Set of tasks:
1 – In the passage on halal packaging, rewrite the paragraph beginning "Any packaging material has the potential" as a short list that keeps its main facts.
2 – Resume the passage on halal packaging, writing on from its final sentence.

Passage shown:
━━━━━━━━━━━━━━━━

Let’s start by defining what you mean by product packaging, an example of primary packaging would be the plastic that your food comes wrapped in. Secondary packaging would be the box the food is packed in, and tertiary packaging would be the outer carton containing packs of boxes. As a Halal consumer, you are likely to handle primary and secondary packaging in your day-to-day life. Not all product packaging is Halal compliant because there is a possibility that some animal protein may be in the actual material, i.e. in plastic or aluminium foil or in the glue used to hold together the secondary packaging, i.e. the cardboard box.
Any packaging material has the potential to be not halal compliant if animal by-products are used during the manufacture. Let’s take the simple aluminium kitchen foil as an example. During the processing where large slabs of aluminium metal are pushed through huge rollers to turn them into sheets of aluminium, a mixture of water and lubricant is sprayed on the metal to keep it cool. The lubricant may be of animal origin.
Another example might be the use of animal-based glue to hold the edges of carboard packaging in place.

━━━━━━━━━━━━━━━━

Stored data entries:
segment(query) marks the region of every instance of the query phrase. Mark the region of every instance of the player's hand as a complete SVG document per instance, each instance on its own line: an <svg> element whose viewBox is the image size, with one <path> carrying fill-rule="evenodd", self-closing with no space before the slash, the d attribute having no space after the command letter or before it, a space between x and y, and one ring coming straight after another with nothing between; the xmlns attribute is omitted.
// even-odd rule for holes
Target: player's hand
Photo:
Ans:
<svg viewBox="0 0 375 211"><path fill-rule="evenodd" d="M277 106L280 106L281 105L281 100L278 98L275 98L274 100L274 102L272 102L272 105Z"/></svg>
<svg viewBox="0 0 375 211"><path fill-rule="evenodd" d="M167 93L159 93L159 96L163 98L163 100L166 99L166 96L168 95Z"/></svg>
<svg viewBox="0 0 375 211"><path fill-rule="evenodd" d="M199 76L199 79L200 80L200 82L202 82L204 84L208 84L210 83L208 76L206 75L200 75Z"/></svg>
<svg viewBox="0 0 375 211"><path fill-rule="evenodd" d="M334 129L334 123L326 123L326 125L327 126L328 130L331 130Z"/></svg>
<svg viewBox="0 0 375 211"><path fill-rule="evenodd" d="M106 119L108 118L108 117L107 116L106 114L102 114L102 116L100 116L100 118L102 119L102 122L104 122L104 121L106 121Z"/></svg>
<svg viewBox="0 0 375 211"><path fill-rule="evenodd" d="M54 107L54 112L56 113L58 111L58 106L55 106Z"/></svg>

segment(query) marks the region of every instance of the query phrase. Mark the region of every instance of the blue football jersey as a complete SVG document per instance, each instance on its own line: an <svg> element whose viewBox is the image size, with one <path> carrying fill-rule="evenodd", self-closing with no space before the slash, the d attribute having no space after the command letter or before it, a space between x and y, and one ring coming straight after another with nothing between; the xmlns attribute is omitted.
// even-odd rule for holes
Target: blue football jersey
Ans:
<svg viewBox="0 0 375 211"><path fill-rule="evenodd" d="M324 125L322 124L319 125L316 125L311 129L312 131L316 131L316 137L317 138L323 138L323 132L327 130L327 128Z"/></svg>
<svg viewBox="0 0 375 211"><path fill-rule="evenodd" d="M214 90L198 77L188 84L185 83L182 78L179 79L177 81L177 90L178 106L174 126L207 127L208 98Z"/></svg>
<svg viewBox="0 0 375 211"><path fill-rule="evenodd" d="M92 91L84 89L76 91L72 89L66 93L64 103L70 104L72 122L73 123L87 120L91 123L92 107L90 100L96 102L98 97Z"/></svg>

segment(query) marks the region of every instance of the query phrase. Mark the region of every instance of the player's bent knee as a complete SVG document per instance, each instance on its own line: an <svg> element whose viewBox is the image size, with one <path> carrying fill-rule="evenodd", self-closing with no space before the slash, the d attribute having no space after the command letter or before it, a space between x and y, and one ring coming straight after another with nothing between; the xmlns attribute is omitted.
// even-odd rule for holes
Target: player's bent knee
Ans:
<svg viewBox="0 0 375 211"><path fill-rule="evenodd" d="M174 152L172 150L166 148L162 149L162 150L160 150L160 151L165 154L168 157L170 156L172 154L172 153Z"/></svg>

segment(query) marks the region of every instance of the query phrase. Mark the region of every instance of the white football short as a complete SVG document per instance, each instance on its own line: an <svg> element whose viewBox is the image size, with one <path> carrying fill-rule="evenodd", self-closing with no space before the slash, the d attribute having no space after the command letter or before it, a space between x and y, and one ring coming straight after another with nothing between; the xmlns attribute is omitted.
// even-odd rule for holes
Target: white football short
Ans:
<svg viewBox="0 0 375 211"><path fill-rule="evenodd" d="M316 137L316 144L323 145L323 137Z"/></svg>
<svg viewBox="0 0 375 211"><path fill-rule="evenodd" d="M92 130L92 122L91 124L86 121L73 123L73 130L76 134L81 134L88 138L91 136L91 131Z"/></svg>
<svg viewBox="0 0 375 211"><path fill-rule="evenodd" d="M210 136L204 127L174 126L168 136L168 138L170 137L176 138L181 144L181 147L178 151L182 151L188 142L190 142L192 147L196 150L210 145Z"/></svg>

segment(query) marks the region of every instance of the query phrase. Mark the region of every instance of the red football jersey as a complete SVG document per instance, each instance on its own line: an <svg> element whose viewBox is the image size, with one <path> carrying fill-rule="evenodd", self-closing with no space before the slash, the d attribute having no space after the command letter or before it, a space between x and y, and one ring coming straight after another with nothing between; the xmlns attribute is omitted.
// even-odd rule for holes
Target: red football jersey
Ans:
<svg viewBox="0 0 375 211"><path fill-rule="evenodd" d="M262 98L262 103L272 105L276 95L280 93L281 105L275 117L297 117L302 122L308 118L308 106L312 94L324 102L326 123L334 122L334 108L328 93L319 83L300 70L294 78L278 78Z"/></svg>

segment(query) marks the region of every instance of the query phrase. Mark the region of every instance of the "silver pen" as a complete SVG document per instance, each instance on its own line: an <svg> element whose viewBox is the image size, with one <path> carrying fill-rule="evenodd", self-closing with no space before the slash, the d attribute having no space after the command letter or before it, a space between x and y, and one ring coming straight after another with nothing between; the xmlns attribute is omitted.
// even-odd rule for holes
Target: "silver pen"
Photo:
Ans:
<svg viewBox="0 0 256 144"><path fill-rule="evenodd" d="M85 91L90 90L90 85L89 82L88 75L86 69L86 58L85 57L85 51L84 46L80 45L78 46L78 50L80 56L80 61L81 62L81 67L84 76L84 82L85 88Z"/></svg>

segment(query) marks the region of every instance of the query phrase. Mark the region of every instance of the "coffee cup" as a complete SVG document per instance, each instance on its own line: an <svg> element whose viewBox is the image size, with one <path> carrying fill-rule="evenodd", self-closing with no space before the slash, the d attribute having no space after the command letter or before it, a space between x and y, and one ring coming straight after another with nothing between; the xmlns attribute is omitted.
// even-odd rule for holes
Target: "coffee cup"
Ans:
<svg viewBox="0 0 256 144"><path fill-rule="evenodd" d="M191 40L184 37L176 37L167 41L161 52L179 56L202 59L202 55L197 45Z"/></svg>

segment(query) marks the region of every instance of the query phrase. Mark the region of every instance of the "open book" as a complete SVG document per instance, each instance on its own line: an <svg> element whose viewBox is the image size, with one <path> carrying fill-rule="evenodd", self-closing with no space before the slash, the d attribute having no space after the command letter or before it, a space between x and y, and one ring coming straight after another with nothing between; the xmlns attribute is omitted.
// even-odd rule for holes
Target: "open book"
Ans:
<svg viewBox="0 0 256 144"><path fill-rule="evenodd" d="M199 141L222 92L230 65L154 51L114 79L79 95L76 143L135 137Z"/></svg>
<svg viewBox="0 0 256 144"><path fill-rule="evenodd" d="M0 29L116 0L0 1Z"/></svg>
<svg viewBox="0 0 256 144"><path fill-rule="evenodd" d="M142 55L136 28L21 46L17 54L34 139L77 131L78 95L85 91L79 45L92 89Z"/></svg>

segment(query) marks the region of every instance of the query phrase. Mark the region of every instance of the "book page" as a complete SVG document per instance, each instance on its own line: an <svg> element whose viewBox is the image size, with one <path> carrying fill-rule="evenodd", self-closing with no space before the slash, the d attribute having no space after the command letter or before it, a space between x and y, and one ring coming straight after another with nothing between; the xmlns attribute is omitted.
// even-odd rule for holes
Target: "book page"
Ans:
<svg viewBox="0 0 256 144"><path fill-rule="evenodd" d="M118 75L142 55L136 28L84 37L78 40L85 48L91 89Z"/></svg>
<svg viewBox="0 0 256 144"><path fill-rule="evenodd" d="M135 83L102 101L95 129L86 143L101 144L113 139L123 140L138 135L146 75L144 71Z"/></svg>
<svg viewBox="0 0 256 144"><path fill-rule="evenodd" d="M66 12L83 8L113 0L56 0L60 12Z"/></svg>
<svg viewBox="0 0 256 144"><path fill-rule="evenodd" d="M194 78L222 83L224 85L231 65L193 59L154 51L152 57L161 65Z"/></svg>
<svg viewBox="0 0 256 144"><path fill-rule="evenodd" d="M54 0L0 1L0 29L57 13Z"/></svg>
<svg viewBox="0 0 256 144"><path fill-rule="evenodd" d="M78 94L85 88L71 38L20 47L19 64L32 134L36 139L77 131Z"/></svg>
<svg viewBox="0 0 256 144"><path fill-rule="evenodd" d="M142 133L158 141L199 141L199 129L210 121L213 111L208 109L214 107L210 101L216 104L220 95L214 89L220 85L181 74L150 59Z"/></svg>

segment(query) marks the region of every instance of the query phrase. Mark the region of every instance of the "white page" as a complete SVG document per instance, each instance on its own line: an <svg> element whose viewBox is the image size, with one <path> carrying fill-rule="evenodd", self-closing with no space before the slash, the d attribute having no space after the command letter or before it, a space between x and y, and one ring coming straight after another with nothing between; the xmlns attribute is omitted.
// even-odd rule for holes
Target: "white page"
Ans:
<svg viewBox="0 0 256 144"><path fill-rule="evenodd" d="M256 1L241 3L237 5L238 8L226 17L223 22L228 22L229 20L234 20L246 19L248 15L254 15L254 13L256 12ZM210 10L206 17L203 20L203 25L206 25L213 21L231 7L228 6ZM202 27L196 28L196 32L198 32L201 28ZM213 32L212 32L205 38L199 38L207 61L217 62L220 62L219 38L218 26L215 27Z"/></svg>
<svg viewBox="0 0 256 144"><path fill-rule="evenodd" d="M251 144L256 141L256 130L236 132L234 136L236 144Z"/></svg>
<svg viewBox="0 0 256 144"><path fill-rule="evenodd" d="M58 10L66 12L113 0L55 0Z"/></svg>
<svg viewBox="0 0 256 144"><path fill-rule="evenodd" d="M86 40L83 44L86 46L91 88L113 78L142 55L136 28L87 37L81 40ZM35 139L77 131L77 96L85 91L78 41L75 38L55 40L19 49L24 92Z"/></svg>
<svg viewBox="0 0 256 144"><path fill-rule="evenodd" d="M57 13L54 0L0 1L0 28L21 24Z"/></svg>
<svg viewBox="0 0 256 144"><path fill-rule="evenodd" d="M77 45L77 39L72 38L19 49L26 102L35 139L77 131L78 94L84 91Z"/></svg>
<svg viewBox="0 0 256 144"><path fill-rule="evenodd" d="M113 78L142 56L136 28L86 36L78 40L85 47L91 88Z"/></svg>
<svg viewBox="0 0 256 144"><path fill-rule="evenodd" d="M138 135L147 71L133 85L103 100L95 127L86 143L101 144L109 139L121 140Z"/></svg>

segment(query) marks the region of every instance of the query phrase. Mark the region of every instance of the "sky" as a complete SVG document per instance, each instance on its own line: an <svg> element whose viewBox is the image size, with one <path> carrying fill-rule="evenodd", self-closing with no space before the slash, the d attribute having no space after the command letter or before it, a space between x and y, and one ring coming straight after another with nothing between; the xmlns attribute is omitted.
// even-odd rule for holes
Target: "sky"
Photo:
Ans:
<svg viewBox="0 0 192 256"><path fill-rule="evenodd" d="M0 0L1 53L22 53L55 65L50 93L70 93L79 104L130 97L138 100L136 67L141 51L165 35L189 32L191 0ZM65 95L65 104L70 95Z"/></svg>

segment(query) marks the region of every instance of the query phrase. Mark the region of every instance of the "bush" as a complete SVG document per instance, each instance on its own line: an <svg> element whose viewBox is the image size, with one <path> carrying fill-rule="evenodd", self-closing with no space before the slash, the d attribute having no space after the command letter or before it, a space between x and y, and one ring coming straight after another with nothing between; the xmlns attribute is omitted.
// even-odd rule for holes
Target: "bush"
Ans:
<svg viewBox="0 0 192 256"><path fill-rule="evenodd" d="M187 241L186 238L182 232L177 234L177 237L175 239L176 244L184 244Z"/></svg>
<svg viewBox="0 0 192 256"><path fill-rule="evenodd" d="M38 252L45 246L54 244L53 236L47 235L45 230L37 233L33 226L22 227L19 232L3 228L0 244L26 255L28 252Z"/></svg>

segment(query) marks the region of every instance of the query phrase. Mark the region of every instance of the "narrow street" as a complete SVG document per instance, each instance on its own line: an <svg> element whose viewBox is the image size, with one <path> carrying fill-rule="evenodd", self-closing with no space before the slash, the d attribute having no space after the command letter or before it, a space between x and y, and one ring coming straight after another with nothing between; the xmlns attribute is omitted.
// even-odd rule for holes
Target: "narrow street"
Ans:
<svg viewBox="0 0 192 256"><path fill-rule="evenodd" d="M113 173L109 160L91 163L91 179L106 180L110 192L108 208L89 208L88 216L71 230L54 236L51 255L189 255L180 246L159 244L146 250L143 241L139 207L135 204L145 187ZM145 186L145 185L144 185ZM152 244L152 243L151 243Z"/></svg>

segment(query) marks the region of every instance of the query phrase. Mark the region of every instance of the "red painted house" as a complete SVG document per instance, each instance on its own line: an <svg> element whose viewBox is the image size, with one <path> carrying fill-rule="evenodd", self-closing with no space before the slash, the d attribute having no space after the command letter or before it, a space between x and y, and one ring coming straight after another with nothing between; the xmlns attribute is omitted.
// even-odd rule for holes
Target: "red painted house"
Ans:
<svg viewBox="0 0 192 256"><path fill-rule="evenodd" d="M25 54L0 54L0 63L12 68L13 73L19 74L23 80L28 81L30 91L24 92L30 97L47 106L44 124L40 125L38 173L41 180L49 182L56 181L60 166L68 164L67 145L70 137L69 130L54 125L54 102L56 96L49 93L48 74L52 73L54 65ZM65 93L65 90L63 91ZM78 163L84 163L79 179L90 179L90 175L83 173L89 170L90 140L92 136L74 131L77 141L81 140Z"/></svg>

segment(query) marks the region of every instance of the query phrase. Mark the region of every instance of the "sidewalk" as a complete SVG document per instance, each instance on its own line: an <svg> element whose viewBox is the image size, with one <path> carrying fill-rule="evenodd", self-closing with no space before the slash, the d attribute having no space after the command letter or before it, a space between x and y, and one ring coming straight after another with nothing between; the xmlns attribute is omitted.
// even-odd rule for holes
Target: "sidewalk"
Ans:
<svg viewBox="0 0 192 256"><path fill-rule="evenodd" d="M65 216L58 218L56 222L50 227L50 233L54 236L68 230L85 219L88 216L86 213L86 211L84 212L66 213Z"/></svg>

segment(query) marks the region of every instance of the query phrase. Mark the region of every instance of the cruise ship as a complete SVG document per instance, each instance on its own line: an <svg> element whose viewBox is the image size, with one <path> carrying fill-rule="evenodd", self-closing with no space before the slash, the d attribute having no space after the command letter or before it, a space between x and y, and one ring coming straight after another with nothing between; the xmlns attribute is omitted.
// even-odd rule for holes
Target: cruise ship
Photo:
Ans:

━━━━━━━━━━━━━━━━

Replies:
1 –
- Any packaging material may fail to be halal compliant if animal by-products are used in its manufacture.
- Example: aluminum kitchen foil is made by pushing large aluminum slabs through huge rollers to form sheets.
- During this process, a mix of water and lubricant is sprayed on the metal to keep it cool.
- That lubricant may be of animal origin.

2 –
Sometimes slip agents or anti-static agents routinely sprayed on plastic bags during their manufacture, may be of animal origin.
Consumers have a voice, if there are enough people lobbying for animal free packaging, I am sure the industry will take notice and use animal free alternatives.
Halal certification bodies (HCBs) must also make sure that their Halal certified products come in packaging which is free from animal-based ingredients.
This is where credible Halal Certification Bodies (HCB) play a crucial role. The HCB must have knowledgeable and experienced auditors who will not grant a Halal certificate without checking all paperwork and relevant statements of Halal conformance from manufacturers of packaging materials.